GOAL OF THE EXERCISE
Count the lines in the records below that contain the word "dark", and give only that number.

DATA TO USE
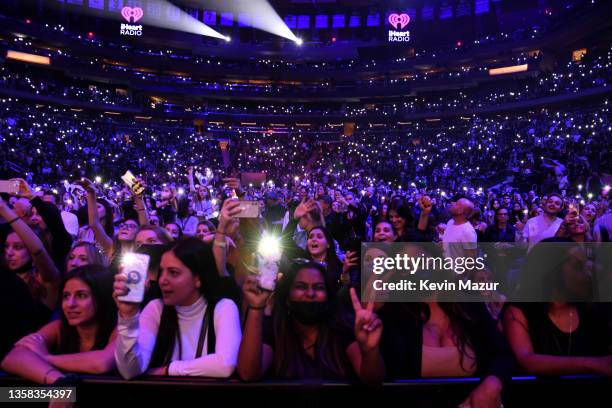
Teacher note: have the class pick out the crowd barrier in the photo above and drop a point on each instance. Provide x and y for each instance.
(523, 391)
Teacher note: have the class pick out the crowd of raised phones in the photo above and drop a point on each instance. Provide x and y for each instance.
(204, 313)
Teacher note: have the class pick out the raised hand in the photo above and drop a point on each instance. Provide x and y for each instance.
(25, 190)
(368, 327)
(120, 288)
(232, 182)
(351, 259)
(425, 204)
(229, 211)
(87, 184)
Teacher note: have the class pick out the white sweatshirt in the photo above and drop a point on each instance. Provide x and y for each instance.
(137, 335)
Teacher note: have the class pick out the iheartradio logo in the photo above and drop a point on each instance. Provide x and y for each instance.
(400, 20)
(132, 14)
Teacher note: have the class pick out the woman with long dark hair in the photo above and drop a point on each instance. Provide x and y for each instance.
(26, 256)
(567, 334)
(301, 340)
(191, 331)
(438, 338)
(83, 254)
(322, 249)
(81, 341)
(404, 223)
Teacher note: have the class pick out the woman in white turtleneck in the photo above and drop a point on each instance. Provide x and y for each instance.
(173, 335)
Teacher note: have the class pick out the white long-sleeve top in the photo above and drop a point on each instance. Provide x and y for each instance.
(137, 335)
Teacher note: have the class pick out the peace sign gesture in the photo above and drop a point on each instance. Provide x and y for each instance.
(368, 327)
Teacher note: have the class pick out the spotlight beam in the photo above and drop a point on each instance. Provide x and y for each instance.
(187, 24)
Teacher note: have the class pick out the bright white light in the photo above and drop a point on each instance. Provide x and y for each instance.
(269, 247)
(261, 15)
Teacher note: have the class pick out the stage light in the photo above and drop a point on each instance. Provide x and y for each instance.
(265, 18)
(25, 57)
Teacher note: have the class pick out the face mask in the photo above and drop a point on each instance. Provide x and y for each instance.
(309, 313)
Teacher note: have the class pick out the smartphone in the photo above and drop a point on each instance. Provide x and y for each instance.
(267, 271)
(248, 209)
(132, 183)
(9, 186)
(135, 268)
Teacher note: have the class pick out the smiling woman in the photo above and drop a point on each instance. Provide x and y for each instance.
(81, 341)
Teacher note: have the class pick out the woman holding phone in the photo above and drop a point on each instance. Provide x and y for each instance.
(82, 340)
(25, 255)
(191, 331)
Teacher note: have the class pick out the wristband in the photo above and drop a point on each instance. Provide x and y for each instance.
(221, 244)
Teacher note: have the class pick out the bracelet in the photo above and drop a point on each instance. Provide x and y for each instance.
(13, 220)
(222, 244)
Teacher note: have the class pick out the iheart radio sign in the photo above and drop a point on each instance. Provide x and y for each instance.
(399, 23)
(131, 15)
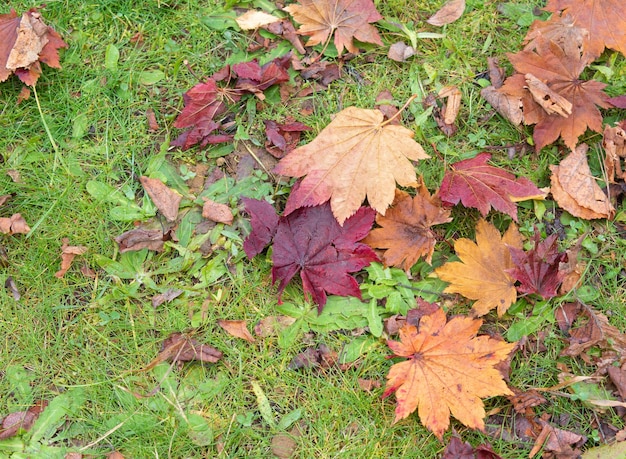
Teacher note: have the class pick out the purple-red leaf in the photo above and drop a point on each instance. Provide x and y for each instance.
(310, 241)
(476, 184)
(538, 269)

--

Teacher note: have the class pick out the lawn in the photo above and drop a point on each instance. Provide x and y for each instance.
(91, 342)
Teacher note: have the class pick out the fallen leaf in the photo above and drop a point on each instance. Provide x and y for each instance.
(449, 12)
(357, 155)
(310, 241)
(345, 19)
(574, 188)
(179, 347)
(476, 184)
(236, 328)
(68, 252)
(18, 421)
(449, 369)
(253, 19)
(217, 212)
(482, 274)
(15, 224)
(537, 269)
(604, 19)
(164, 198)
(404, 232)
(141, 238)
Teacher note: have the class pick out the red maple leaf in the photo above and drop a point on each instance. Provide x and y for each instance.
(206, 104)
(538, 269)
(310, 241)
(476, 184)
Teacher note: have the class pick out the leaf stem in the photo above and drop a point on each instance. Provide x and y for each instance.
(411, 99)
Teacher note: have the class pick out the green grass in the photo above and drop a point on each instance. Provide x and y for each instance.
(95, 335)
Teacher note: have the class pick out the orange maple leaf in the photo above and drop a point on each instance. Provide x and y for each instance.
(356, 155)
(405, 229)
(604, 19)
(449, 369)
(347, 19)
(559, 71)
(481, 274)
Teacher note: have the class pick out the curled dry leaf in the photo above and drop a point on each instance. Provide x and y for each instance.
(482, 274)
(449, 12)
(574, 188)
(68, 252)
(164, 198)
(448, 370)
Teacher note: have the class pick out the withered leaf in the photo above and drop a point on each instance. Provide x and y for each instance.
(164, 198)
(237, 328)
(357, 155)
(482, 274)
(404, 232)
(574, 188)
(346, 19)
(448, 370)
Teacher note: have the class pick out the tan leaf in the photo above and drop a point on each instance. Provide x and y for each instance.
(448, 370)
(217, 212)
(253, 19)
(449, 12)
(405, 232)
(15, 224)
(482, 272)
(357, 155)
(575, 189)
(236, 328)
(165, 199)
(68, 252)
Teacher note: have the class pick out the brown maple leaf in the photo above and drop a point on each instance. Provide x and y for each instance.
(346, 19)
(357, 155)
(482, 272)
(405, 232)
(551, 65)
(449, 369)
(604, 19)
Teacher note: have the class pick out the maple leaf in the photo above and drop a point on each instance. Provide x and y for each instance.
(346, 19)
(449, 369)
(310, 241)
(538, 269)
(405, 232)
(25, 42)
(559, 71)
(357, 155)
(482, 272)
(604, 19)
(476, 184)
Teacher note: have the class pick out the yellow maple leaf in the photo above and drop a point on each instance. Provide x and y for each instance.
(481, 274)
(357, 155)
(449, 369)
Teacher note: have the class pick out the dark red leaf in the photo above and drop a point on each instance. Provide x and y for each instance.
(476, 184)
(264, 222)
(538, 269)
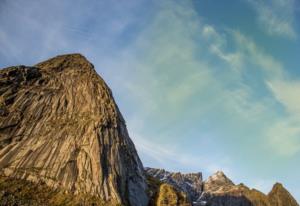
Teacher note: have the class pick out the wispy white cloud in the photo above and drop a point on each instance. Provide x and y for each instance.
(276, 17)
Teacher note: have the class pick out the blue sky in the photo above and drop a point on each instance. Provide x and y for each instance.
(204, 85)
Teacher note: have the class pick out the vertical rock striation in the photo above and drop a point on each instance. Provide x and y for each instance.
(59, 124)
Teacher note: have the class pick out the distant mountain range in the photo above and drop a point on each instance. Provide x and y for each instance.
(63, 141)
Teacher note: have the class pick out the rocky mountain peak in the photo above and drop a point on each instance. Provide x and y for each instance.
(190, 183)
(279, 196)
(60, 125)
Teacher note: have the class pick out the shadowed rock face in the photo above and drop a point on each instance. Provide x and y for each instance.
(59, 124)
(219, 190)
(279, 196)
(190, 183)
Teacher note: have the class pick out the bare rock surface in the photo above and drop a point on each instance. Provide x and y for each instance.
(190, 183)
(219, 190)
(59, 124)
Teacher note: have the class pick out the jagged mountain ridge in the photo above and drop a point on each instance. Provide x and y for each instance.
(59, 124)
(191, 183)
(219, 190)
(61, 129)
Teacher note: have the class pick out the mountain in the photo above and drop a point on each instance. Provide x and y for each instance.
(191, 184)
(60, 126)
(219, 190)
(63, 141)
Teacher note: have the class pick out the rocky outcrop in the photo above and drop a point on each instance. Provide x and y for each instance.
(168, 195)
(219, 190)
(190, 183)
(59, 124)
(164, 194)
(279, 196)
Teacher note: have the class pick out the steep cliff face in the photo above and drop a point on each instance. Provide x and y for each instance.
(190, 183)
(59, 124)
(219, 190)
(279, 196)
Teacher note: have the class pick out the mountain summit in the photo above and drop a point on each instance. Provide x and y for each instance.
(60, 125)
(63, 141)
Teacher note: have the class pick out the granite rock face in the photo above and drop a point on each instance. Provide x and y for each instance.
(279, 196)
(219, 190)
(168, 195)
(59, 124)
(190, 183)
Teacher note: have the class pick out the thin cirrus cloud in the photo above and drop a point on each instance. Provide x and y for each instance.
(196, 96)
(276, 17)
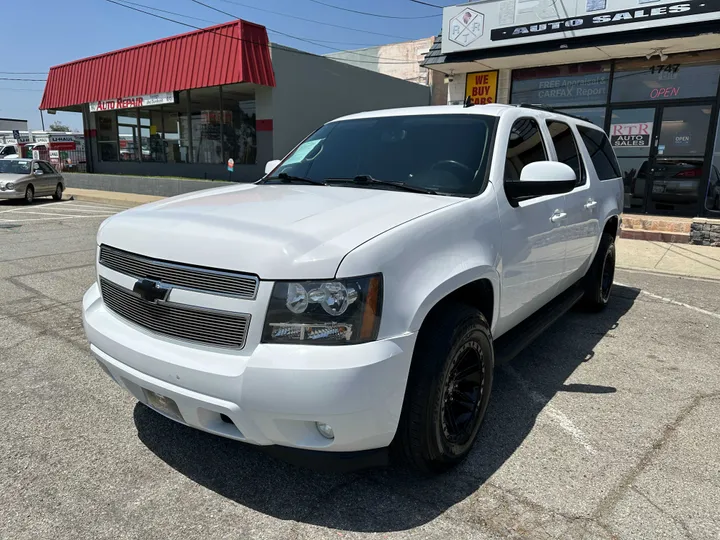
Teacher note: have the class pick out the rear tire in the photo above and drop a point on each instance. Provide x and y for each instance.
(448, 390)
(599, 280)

ANSWER TO THE TASK
2